> _Directive_: Could you copy every line of the data below, word for word and unchanged?

> _Material to process_:
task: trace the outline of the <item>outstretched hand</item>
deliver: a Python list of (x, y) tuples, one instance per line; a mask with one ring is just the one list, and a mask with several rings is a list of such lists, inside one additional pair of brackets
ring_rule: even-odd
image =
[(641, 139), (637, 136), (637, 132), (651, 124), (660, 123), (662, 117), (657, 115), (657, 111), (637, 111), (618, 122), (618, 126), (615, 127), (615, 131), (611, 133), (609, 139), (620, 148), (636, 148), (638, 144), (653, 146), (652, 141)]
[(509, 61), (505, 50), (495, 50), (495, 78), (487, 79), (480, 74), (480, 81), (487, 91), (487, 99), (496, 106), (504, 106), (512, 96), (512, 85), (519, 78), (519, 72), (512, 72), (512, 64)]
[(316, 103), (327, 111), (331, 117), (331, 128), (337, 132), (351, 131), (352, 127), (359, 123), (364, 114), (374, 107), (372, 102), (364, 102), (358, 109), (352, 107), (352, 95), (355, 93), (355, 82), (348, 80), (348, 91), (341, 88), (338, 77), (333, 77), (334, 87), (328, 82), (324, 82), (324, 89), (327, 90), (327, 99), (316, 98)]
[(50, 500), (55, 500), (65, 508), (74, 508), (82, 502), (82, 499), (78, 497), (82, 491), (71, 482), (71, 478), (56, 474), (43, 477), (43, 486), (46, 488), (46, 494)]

> _Complete answer_:
task: trace the outline of the <item>outstretched hand</item>
deliver: a Python list of (x, y) tuples, one instance per line; a mask with one ring is just the one list, and a mask with several rings is a list of such lists, inside one additional pair of brackets
ring_rule: even-odd
image =
[(641, 139), (637, 136), (637, 132), (651, 124), (660, 123), (662, 117), (657, 115), (657, 111), (637, 111), (618, 122), (618, 126), (615, 127), (615, 131), (611, 133), (609, 139), (620, 148), (636, 148), (638, 144), (653, 146), (652, 141)]
[(509, 61), (505, 50), (495, 50), (495, 78), (487, 79), (480, 74), (480, 81), (487, 91), (487, 99), (496, 106), (504, 106), (512, 96), (512, 85), (519, 78), (519, 72), (512, 72), (512, 64)]
[(316, 103), (327, 111), (331, 117), (331, 128), (337, 132), (351, 131), (352, 127), (359, 123), (364, 114), (374, 107), (372, 102), (364, 102), (358, 109), (352, 107), (352, 95), (355, 93), (355, 82), (348, 80), (348, 91), (341, 88), (338, 77), (333, 77), (334, 87), (328, 82), (324, 82), (324, 89), (327, 90), (327, 99), (316, 98)]
[(50, 500), (55, 500), (65, 508), (74, 508), (82, 502), (82, 499), (78, 497), (82, 491), (71, 482), (71, 478), (56, 474), (43, 477), (43, 486), (46, 488), (46, 494)]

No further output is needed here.